Written task: Provide the records once more, identical to the original.

Exercise inputs:

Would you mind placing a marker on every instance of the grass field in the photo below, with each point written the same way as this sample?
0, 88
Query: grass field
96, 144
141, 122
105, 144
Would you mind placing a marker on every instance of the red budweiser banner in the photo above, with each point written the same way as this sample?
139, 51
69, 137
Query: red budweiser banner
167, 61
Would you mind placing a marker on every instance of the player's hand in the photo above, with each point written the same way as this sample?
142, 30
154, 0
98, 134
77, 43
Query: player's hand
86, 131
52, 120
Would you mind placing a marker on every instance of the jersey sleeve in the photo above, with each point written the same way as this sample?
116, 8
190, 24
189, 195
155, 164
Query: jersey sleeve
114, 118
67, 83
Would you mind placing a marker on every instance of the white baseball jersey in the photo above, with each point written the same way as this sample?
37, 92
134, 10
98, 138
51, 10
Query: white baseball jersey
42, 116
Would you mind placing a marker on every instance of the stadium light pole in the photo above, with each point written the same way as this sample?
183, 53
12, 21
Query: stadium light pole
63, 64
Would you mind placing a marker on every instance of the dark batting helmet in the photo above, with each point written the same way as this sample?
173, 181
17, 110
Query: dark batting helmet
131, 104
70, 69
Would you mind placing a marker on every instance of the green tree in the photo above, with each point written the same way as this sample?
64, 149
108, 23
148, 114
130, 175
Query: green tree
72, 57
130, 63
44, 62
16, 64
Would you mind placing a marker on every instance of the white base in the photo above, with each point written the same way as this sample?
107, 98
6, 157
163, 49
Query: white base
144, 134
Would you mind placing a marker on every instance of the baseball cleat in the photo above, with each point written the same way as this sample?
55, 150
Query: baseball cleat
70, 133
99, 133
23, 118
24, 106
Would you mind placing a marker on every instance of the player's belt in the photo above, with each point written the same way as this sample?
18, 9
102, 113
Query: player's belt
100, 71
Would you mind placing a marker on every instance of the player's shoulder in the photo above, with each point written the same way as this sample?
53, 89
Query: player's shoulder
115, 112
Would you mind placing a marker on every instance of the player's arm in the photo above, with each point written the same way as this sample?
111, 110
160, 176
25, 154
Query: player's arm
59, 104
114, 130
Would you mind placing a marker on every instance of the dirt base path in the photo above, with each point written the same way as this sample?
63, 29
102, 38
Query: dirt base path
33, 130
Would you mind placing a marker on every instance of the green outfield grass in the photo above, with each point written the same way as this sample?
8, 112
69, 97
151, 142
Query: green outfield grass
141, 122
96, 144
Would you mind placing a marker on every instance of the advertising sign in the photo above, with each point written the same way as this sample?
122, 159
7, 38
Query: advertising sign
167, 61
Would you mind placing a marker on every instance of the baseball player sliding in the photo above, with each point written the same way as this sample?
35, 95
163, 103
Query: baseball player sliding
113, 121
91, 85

Finished task:
Would you mind placing a marker on every instance of the grass field in the photo below, with each point written the same way as this sample?
0, 88
Query: grass field
96, 144
141, 122
105, 144
Would you mind placing a marker on every instance of the red budweiser banner in the photo above, with each point written the same way as this sample?
139, 51
69, 137
Query: red budweiser banner
167, 61
Would you mind placing a marker on every instance of the player's hand in the photo above, with each point written the same way as this sample?
142, 30
154, 0
98, 134
77, 43
Query: player's hand
86, 131
52, 120
Would you mind placing a marker on every instance of the jersey sleeve in the photo above, with each point written the same way as this sample?
116, 8
190, 24
189, 195
155, 164
Query: jersey sleeve
114, 118
67, 83
Would you mind placing a marker on every instance of the white baseball jersey in the photo above, with each point written the same way as this sample?
37, 92
134, 10
98, 138
51, 10
Query: white baseball jersey
42, 116
Would you mind placing a marker on every instance of the stadium light pole in the photo above, with each point written the same way as this sample?
183, 53
12, 21
Query: stadium light pole
63, 64
Would you mind placing a marker on every instance of the dark batting helmet in the photo above, with each point written the same way as this sample?
173, 181
17, 110
Query: dark batting helmet
131, 104
70, 69
Would you mind placing a marker on every instance of the green tree in the photo above, with each point written the same way as this sample?
64, 149
108, 23
148, 114
130, 175
Query: green tree
72, 57
130, 63
44, 62
16, 64
Would you mind placing a marker on every instance of the white base in the photo above, with each point written the same way as this sample?
107, 98
6, 157
163, 49
Query: white base
144, 134
Would you mind placing a marker on every instance of the baseball cleat in the photo above, with each point written the same way as this sample?
55, 150
Query: baseball cleat
70, 133
99, 133
23, 118
24, 106
Would you mind placing a marker on every instance of the player's belt in the photo above, with each point written the same way as this sample?
18, 9
102, 113
Query: player's belt
100, 71
Would you mind placing a marker on every instance of the player's shoulder in the photo above, with each point written the same way as this sample?
53, 89
Query: player's shoulder
115, 112
Would you mind placing a marker on every instance of the player's arm in the photo above, with each point written the same way as this sample?
111, 110
160, 176
25, 154
Query: player's arm
59, 104
114, 130
Would you mind placing a marker on every instance of the dirt base path in the photo above, with each point written the same way as this sample?
63, 29
102, 38
Query: dirt base path
33, 130
Would you mind placing a marker on every instance of the green outfield grass in the photo above, with each point written the same way as this sample?
8, 112
69, 97
151, 142
Query: green outfield grass
141, 122
96, 144
Would you mind placing a marker on every instance of the advertising sign in the photo above, with each point written the same way as this sample?
122, 159
7, 38
Query: advertising sign
167, 61
Would you mind placing a marker on every instance of the baseball player sliding in the photo above, with each point written the same way as this sample?
35, 95
163, 103
Query: baseball player sliding
113, 121
91, 85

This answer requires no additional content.